**What to work on**
Among the records below, find the line that has "Segment every instance of the wood"; from there, give the lines again exactly, and stop after the line that has "Segment every instance of the dark".

**Data for this task**

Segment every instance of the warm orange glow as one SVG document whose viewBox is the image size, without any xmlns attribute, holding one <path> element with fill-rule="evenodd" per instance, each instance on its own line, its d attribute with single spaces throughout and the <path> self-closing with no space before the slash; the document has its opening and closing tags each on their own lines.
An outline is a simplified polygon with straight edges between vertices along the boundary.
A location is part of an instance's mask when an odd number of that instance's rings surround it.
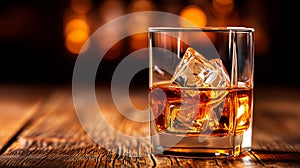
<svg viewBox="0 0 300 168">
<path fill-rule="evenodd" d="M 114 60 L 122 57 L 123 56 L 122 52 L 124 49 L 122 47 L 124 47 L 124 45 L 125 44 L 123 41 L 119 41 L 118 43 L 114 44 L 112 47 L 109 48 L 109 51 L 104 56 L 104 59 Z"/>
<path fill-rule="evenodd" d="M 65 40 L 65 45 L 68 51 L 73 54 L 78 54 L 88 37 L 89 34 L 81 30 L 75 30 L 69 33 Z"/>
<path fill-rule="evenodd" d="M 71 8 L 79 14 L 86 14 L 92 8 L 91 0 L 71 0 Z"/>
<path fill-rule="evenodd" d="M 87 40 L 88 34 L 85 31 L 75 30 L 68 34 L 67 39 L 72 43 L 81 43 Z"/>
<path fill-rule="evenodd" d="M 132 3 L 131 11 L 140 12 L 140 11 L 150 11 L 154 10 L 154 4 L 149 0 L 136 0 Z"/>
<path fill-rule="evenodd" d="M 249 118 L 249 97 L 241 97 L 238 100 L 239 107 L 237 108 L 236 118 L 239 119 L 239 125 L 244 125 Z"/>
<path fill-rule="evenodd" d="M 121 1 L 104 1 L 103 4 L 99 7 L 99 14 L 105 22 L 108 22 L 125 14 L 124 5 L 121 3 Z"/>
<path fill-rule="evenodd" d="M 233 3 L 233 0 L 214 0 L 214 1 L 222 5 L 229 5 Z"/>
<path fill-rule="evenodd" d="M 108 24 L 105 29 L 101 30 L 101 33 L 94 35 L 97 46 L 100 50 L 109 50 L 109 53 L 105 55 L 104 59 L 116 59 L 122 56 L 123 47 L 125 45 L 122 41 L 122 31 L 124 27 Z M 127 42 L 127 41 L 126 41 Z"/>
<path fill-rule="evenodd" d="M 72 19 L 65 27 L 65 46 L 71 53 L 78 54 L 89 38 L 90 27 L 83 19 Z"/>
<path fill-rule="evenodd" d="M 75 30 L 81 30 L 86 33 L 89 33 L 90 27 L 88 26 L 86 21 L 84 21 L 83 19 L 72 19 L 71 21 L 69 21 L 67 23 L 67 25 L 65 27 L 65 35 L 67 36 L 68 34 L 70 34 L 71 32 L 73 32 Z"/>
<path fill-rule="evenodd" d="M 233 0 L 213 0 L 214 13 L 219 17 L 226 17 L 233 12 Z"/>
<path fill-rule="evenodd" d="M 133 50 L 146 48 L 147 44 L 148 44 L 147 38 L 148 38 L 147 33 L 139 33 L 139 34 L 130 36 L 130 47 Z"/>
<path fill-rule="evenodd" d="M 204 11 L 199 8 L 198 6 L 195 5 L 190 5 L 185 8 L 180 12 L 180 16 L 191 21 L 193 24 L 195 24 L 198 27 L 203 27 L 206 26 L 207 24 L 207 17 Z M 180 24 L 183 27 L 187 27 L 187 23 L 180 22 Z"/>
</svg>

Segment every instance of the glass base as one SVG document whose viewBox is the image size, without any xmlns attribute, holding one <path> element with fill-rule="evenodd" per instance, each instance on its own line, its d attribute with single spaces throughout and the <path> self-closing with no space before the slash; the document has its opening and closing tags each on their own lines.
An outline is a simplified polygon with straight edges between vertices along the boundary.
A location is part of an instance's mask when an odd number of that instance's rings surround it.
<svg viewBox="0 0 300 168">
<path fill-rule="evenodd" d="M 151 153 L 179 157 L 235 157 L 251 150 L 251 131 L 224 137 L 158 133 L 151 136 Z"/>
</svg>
--
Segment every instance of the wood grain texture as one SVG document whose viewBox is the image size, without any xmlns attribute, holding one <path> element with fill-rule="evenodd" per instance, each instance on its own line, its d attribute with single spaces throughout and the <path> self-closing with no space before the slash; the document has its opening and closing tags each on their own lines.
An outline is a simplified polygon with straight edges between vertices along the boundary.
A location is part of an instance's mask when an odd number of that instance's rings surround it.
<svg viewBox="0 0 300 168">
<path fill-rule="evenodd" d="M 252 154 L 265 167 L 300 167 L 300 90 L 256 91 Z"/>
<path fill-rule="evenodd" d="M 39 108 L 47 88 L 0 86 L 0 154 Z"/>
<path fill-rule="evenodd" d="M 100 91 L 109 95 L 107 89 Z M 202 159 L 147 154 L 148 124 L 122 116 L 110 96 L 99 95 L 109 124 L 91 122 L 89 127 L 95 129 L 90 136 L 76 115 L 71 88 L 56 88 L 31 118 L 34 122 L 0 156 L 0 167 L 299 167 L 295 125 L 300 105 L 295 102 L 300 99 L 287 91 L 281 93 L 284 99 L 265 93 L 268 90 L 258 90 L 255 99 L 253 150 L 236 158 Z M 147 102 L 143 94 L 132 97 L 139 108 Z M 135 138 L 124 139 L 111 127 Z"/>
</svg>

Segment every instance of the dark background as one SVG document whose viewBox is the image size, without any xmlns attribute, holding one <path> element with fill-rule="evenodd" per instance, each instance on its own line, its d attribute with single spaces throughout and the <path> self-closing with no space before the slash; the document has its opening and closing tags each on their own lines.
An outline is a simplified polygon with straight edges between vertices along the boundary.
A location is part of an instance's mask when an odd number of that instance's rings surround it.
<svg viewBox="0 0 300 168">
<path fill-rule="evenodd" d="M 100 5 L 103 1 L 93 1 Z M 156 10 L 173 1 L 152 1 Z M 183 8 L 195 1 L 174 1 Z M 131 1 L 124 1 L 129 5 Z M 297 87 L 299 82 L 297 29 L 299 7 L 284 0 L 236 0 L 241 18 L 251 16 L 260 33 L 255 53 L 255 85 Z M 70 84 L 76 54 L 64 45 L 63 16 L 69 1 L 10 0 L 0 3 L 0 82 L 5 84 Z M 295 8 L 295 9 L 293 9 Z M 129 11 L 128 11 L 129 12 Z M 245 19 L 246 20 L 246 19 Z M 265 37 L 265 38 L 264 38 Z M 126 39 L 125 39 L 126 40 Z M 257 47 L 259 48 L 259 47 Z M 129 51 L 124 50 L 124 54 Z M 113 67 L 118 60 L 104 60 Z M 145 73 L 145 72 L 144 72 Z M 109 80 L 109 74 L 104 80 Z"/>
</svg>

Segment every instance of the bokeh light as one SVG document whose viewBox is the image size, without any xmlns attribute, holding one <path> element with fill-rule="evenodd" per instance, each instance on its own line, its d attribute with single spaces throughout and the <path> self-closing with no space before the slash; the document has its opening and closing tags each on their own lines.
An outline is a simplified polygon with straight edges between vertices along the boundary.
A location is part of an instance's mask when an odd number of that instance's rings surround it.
...
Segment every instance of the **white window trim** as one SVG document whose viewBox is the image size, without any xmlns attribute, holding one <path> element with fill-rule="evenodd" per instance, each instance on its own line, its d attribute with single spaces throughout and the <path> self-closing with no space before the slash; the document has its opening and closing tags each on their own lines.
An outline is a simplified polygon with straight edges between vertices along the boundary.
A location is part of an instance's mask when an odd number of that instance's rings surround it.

**Result**
Segment every instance of the wood grain texture as one SVG document whose viewBox is the image size, without any xmlns attribute, holding one <path> element with fill-rule="evenodd" per instance, each instance on its own line, its d attribute with single spaces throughout and the <path> self-closing with no space before the slash; the document has its opening and closing tags each on their own lines.
An outline is a simplified polygon with straight edges between vertices along the boundary.
A location is part of an instance's mask when an odd number of that instance's rings surround it.
<svg viewBox="0 0 300 168">
<path fill-rule="evenodd" d="M 252 154 L 265 167 L 300 167 L 300 90 L 256 91 Z"/>
<path fill-rule="evenodd" d="M 39 108 L 47 88 L 0 86 L 0 154 Z"/>
<path fill-rule="evenodd" d="M 100 91 L 109 95 L 107 89 Z M 202 159 L 147 154 L 148 124 L 122 116 L 110 96 L 99 95 L 109 124 L 91 122 L 89 127 L 95 129 L 90 136 L 76 115 L 71 88 L 56 88 L 31 118 L 34 122 L 0 156 L 0 167 L 299 167 L 295 125 L 300 105 L 295 102 L 300 99 L 287 91 L 281 93 L 284 99 L 265 93 L 268 90 L 258 90 L 255 99 L 253 150 L 236 158 Z M 147 102 L 143 94 L 132 97 L 139 108 Z M 135 138 L 124 139 L 111 127 Z"/>
</svg>

Segment every instance of the dark background as one SVG document whose viewBox is the image size, without any xmlns attribute, holding one <path> element with fill-rule="evenodd" per instance, each instance on its own line, its d attribute with single spaces throughout and the <path> self-closing with no space before the slash; the document has its opening and closing tags each on their own lines.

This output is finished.